### Try it
A faithful copy of the data below is required, leaving out every picture.

### Dataset content

===============

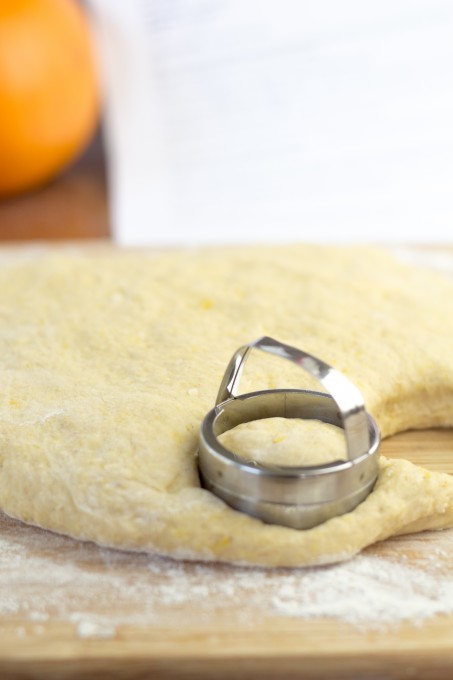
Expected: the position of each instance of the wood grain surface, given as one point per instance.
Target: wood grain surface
(185, 640)
(73, 206)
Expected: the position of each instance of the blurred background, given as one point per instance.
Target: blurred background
(179, 122)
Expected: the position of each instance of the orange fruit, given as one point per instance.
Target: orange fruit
(48, 90)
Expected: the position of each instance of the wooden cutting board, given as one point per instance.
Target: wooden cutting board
(71, 610)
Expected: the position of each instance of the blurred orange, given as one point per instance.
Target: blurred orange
(48, 90)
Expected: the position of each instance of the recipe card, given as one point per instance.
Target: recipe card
(231, 121)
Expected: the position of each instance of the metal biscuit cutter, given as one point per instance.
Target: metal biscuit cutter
(298, 497)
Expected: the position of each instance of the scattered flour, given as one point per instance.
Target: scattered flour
(46, 578)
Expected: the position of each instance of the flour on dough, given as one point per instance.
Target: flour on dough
(109, 361)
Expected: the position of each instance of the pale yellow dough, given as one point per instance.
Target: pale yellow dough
(109, 361)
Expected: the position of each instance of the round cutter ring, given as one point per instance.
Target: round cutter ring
(297, 497)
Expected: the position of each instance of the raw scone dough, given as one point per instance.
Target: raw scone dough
(109, 361)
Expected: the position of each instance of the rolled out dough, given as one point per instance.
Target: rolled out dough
(109, 361)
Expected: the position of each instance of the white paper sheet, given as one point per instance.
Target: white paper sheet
(257, 120)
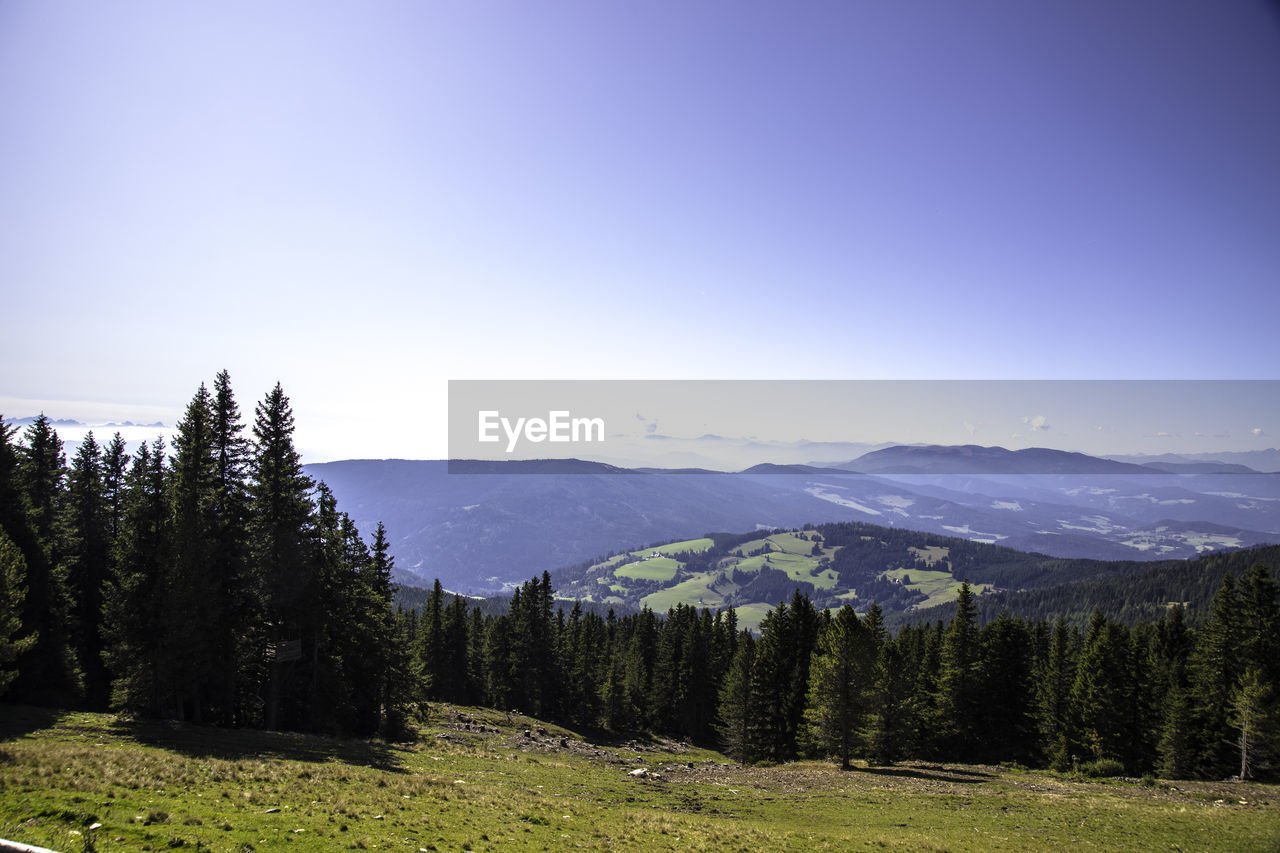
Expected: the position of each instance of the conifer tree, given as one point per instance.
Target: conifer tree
(737, 707)
(959, 683)
(44, 474)
(282, 557)
(240, 598)
(49, 673)
(13, 641)
(86, 547)
(133, 596)
(1215, 671)
(1054, 698)
(1008, 720)
(841, 682)
(891, 715)
(1101, 693)
(191, 614)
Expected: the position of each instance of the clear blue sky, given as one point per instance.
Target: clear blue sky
(364, 200)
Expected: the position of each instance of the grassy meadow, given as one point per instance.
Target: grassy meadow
(481, 780)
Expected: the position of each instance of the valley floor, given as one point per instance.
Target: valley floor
(481, 780)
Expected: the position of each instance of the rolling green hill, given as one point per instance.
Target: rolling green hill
(912, 575)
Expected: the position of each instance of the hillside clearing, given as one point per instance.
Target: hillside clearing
(483, 780)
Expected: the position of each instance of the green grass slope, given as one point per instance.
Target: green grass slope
(483, 781)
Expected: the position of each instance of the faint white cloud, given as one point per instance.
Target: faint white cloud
(1038, 423)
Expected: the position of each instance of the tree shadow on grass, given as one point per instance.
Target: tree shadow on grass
(234, 744)
(933, 774)
(21, 720)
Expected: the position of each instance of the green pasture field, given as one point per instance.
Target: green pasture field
(76, 781)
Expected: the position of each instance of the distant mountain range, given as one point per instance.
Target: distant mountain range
(489, 524)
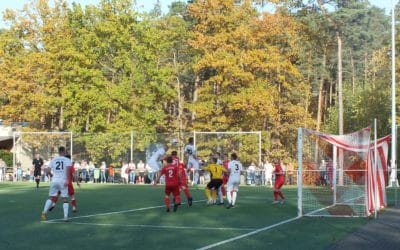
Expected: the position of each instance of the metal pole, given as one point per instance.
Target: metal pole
(375, 173)
(131, 156)
(14, 154)
(299, 172)
(71, 147)
(334, 173)
(393, 164)
(259, 149)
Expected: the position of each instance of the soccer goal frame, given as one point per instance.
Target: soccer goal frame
(353, 185)
(257, 133)
(18, 134)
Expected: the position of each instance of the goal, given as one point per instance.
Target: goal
(247, 145)
(28, 144)
(338, 174)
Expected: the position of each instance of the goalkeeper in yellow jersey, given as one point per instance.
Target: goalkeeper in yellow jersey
(216, 173)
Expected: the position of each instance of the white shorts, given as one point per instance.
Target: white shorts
(58, 186)
(232, 185)
(193, 163)
(154, 165)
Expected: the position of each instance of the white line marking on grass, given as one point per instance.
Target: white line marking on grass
(155, 226)
(248, 234)
(115, 212)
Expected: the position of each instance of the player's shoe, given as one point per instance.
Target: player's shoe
(176, 206)
(190, 201)
(43, 217)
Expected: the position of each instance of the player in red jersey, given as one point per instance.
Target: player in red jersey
(225, 176)
(71, 191)
(172, 180)
(183, 181)
(279, 180)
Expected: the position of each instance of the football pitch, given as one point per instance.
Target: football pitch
(115, 216)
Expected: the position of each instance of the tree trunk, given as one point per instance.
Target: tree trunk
(321, 92)
(353, 72)
(196, 84)
(61, 119)
(340, 79)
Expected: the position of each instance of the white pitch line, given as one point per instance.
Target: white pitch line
(248, 234)
(155, 226)
(115, 212)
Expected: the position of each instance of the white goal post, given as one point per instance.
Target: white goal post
(44, 139)
(341, 175)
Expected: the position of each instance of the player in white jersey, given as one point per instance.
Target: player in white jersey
(235, 168)
(156, 156)
(192, 162)
(59, 183)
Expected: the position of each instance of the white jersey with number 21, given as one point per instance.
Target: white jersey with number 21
(59, 167)
(235, 167)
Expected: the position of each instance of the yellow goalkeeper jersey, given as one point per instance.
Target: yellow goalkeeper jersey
(215, 170)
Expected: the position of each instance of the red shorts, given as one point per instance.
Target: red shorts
(71, 190)
(183, 183)
(172, 189)
(279, 183)
(224, 179)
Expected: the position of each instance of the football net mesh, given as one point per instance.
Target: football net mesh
(28, 144)
(332, 173)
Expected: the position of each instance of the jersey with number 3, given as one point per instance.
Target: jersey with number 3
(59, 167)
(235, 167)
(171, 174)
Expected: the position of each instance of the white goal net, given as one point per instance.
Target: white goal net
(332, 178)
(28, 144)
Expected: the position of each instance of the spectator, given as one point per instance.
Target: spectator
(111, 174)
(19, 171)
(124, 173)
(96, 175)
(290, 172)
(91, 171)
(322, 173)
(132, 172)
(251, 170)
(268, 169)
(141, 170)
(103, 172)
(37, 166)
(84, 171)
(150, 174)
(279, 181)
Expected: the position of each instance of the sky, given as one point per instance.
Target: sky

===============

### Answer to the exercise
Expected: the position of each instance of the wood grain surface, given as one point per instance.
Target: wood grain surface
(185, 640)
(73, 206)
Expected: the position of each instance of the blurred background, given as one point per instance.
Target: blurred background
(179, 122)
Expected: the position of each instance of the orange fruit, given as one point per instance.
Target: orange fruit
(48, 90)
Expected: the position of each instance of the wooden cutting board, given as one point per instance.
Target: wooden cutting board
(71, 610)
Expected: the position of each instance of the blurred orange, given as one point per instance.
Target: blurred orange
(48, 90)
Expected: the position of each instance of the recipe card, given as one point per instance.
Target: recipe card
(231, 121)
Expected: the position of each instance of the metal biscuit cutter, given as one point per instance.
Target: metal biscuit cutter
(298, 497)
Expected: the position of each instance of the scattered flour, given as one point per instance.
Target: scattered flour
(46, 578)
Expected: the position of each instance of the flour on dough, given as one point per instance.
Target: flour on dough
(109, 361)
Expected: the position of each instance of the pale yellow dough, given as one point per instance.
Target: pale yellow dough
(109, 361)
Expected: the position of each instance of the round cutter ring, given as one point per instance.
Target: round cutter ring
(297, 497)
Expected: the position of each instance of the raw scone dough, given as one point per instance.
Target: raw scone dough
(109, 361)
Expected: the position of each instance of the rolled out dough, given as one point per instance.
Target: rolled out dough
(109, 361)
Expected: the position of each instance of the white paper sheet, given as one point per instance.
Target: white paper sheet
(257, 120)
Expected: the position of each instance of the conifer tree, given as one point per instance.
Target: conifer tree
(737, 707)
(959, 683)
(44, 474)
(282, 557)
(240, 598)
(49, 673)
(13, 641)
(86, 547)
(133, 596)
(1215, 671)
(1054, 698)
(1008, 720)
(841, 682)
(891, 715)
(1101, 693)
(191, 614)
Expected: the position of each instance of the clear blue sky, given as one point per instance.
Target: clear blue sky
(364, 200)
Expected: the position of each instance of the grassy meadow, given as one point per instance.
Target: grassy meadow
(481, 780)
Expected: the position of each instance of the valley floor, given as one point per instance.
Target: valley floor
(481, 780)
Expected: the position of each instance of the rolling green hill, given as one point per instance.
Target: rolling green hill
(912, 575)
Expected: the position of each instance of the hillside clearing, given as one point per instance.
Target: hillside clearing
(483, 780)
Expected: the position of each instance of the green grass slope, given as one point per instance.
Target: green grass slope
(483, 781)
Expected: the position of each instance of the faint white cloud, given as one point per instance.
Target: faint white cloud
(1038, 423)
Expected: the position of each instance of the tree shadow on grass, given as one point per instance.
Target: tree shadow on grass
(234, 744)
(933, 774)
(21, 720)
Expected: the position of each instance of the green pasture field, given as one point per instance.
Target: green pasture field
(76, 781)
Expected: the position of each instance of the distant mountain range, given as one point per instance.
Target: distant mountain range
(489, 524)
Expected: the position of each instance of the metal pole, given as one point per instance.
Target: metal pole
(375, 173)
(131, 156)
(14, 154)
(299, 172)
(71, 147)
(334, 173)
(393, 164)
(259, 149)
Expected: the position of each instance of the soccer goal frame, given as one point per instance.
Target: soccer goal frame
(353, 185)
(257, 133)
(18, 134)
Expected: the position of each instance of the goal, given as one point per instance.
Target: goal
(247, 145)
(28, 144)
(338, 174)
Expected: the position of each instance of the goalkeeper in yellow jersey, given as one point per instance.
Target: goalkeeper in yellow jersey
(216, 173)
Expected: the position of each instance of the white shorts, given as one point per instance.
Target: white shorts
(58, 186)
(232, 185)
(193, 163)
(154, 165)
Expected: the position of each instance of the white line marking on grass, given as one point per instance.
Target: white line marking on grass
(155, 226)
(248, 234)
(115, 212)
Expected: the position of each instance of the player's shoe, given as one point per instance.
Target: player's shoe
(176, 206)
(190, 201)
(43, 217)
Expected: the position of each instance of the player in red jersey, given as one point per instance.
Target: player in red jersey
(225, 176)
(71, 191)
(172, 180)
(183, 181)
(279, 180)
Expected: the position of each instance of the football pitch, given as one point per instance.
Target: football pitch
(115, 216)
Expected: the position of each instance of the tree trunk, given as one point per instance.
Target: tree trunk
(321, 92)
(353, 72)
(196, 84)
(61, 119)
(340, 79)
Expected: the position of each instance of the white pitch line, given as one point per instance.
Target: white pitch line
(248, 234)
(155, 226)
(115, 212)
Expected: the position of each instance of the white goal post, given as one point per instance.
Target: white goal post
(44, 139)
(341, 175)
Expected: the position of each instance of the player in white jersey, given as one point per instance.
Target: player in white jersey
(235, 168)
(156, 156)
(192, 162)
(59, 183)
Expected: the position of each instance of the white jersey with number 21, given as one point per instance.
Target: white jersey with number 21
(59, 167)
(235, 167)
Expected: the position of each instance of the yellow goalkeeper jersey, given as one point per instance.
Target: yellow goalkeeper jersey
(215, 170)
Expected: the position of each instance of the red shorts, given as one point per instance.
Target: red shorts
(71, 190)
(183, 183)
(172, 189)
(279, 183)
(224, 179)
Expected: the position of each instance of the football net mesh, given as one point per instance.
Target: football net mesh
(28, 144)
(332, 173)
Expected: the position of each instance of the jersey with number 3, given as one point per instance.
Target: jersey with number 3
(59, 167)
(235, 167)
(171, 174)
Expected: the position of each instance of the white goal net, given as one point per instance.
Target: white goal net
(332, 178)
(28, 144)
Expected: the position of each instance of the spectator, given as one point per instance.
Target: spectator
(111, 174)
(19, 171)
(124, 173)
(96, 175)
(290, 172)
(91, 171)
(322, 173)
(132, 172)
(251, 170)
(268, 169)
(141, 170)
(103, 172)
(37, 166)
(84, 171)
(150, 174)
(279, 181)
Expected: the position of each instance of the sky, given as one point per instance.
Target: sky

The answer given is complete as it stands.